Post by Sheikyearbouti » Sun Jan 11, 2015 4:59 pm

flipnaut wrote:I always record as loud as possible: So i push my Hardware preamp very loud until -3db but without peaking and then put perhaps -3db headroom on top with guitars for example.
But why would you ALWAYS do this?

Here is how I see it (and I record either on large format analogue consoles - S*L, N**e - or use portable preamps/converters. Depending on which case it will change my strategy).

You start with the source and try to establish a good level out there - guitar amp, keyboard output, how loud the drummer plays, etc. (in case there are a few people in the liveroom, you also aim for good balance between them in the liveroom)

Than you add enough gain on the mic in to reach a good line level (and ideally you won't need to touch the line in gain if it is a line signal). Good level to me is a balance between what the VU meter is showing (around 0VU) and the peak one does (do not clip, try to peak at least 6dB below 0dBFS).

If the preamp/console is of the kind where you could get a sonic benefit from pushing it harder (and this largely depends on the type of music/production, the topology of the hardware, the instrument, etc.), than trim your level to tape/DAW after you've pushed the input hard (so trim via channel fader, group trim, etc.).
************
■ Required work
In the forum post on recording levels, how far below 0dBFS does the writer try to keep peaks?

■ Stored data
************
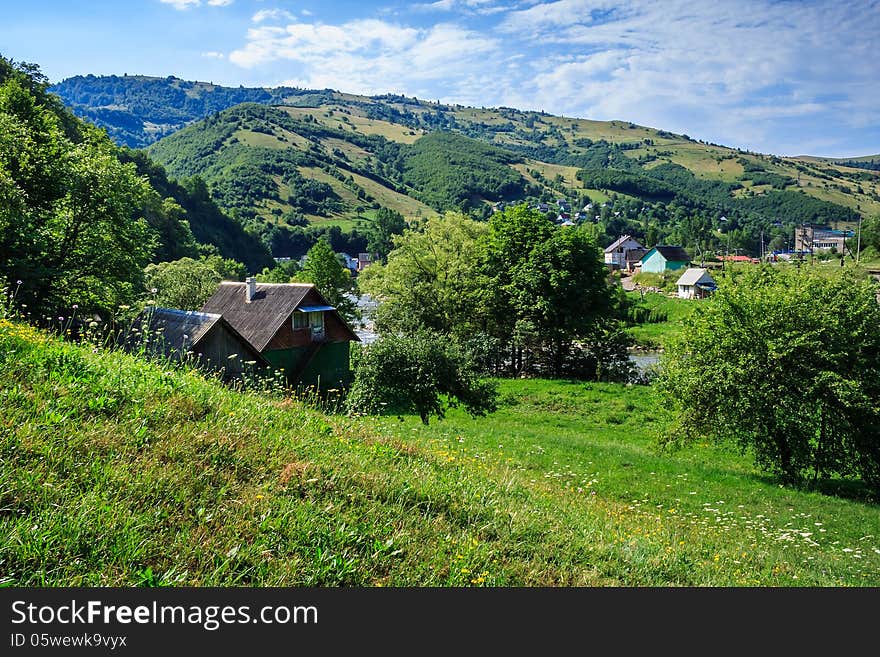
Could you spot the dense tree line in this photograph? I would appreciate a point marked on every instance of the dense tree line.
(787, 365)
(526, 296)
************
■ Task output
At least 6dB below 0dBFS.